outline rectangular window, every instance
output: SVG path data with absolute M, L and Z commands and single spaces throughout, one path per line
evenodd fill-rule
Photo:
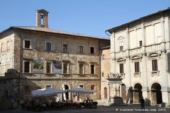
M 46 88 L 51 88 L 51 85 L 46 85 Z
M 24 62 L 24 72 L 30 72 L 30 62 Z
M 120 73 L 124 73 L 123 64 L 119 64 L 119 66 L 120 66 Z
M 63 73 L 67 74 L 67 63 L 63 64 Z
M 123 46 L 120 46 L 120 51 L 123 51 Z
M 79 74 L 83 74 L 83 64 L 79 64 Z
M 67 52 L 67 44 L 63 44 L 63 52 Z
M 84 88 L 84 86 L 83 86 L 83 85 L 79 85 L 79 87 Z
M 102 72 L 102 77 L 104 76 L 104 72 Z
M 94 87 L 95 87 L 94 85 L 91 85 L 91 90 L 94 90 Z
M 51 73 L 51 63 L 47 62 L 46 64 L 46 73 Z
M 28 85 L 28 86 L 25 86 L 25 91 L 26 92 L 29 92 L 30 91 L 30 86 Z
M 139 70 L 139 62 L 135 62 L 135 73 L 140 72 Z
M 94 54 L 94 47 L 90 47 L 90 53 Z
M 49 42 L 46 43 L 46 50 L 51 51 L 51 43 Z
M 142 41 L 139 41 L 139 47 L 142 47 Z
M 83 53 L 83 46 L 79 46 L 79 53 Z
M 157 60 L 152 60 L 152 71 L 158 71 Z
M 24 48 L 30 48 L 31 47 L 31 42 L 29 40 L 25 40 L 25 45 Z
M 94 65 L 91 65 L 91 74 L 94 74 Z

--

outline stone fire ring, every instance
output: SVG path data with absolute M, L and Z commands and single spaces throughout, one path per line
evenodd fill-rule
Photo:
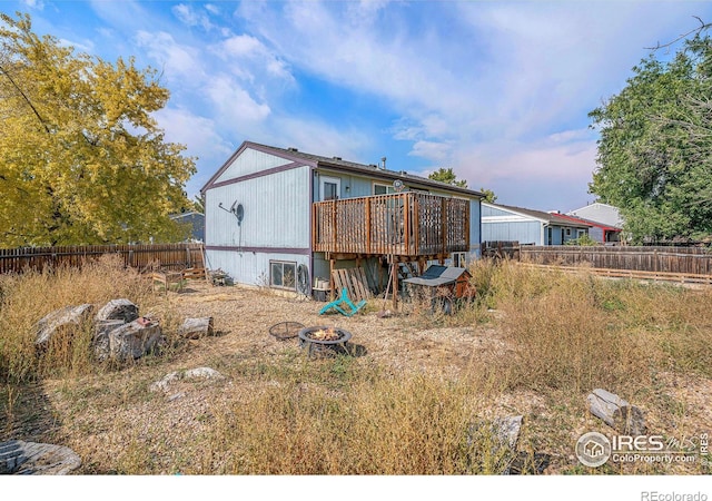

--

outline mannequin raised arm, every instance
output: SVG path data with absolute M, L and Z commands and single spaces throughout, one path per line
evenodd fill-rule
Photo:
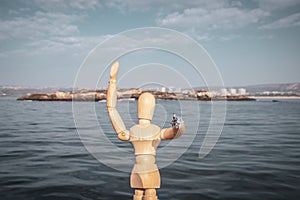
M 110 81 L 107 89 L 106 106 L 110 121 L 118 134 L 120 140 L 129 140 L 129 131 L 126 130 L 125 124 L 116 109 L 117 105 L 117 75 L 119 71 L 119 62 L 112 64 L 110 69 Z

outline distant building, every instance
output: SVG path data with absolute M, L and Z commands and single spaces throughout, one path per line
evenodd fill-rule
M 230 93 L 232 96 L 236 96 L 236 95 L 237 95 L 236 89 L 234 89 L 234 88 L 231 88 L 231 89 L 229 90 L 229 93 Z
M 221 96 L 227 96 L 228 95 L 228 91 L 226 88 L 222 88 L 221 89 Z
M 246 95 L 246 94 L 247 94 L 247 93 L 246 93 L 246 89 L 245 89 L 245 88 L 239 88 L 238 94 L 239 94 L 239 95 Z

## Task to complete
Switch "window" to "pane" in the material, starting with the line with "outline rectangular window, every instance" and going on through the line with "M 94 65 L 91 65 L 91 74 L 94 74 Z", and write out only those lines with nothing else changed. Leave the pictures out of your answer.

## Task output
outline rectangular pane, every instance
output: SVG path data with absolute M, L and Z commands and single spaces throughout, one path per line
evenodd fill-rule
Photo:
M 46 88 L 51 88 L 51 85 L 46 85 Z
M 24 62 L 24 72 L 30 72 L 30 62 Z
M 120 73 L 124 73 L 123 64 L 119 64 L 119 66 L 120 66 Z
M 63 73 L 67 74 L 67 63 L 63 64 Z
M 123 46 L 120 46 L 120 51 L 123 51 Z
M 79 74 L 83 74 L 83 64 L 79 64 Z
M 67 52 L 67 44 L 63 44 L 63 52 Z
M 84 88 L 84 86 L 83 86 L 83 85 L 79 85 L 79 87 Z
M 102 72 L 102 77 L 104 76 L 104 72 Z
M 94 87 L 95 87 L 94 85 L 91 85 L 91 90 L 94 90 Z
M 51 73 L 51 63 L 47 62 L 46 64 L 46 73 Z
M 28 85 L 28 86 L 25 86 L 25 91 L 26 92 L 29 92 L 30 91 L 30 86 Z
M 139 70 L 139 62 L 135 62 L 135 73 L 140 72 Z
M 94 54 L 94 47 L 90 47 L 90 53 Z
M 49 42 L 46 43 L 46 50 L 51 51 L 51 43 Z
M 142 41 L 139 41 L 139 47 L 142 47 Z
M 83 53 L 83 46 L 79 46 L 79 53 Z
M 157 60 L 152 60 L 152 71 L 158 71 Z
M 24 48 L 30 48 L 31 47 L 31 42 L 29 40 L 25 40 L 25 45 Z
M 94 65 L 91 65 L 91 74 L 94 74 Z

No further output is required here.